▶ _Task statement_: Set down the records that follow in full and without changes.

▶ _The input_:
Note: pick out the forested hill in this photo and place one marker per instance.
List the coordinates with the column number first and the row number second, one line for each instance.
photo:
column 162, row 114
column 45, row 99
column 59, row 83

▶ _Response area_:
Note: pick out the forested hill in this photo and place one marker per instance.
List the coordinates with the column number first and the row number second, one line for each instance.
photo:
column 162, row 114
column 45, row 99
column 59, row 83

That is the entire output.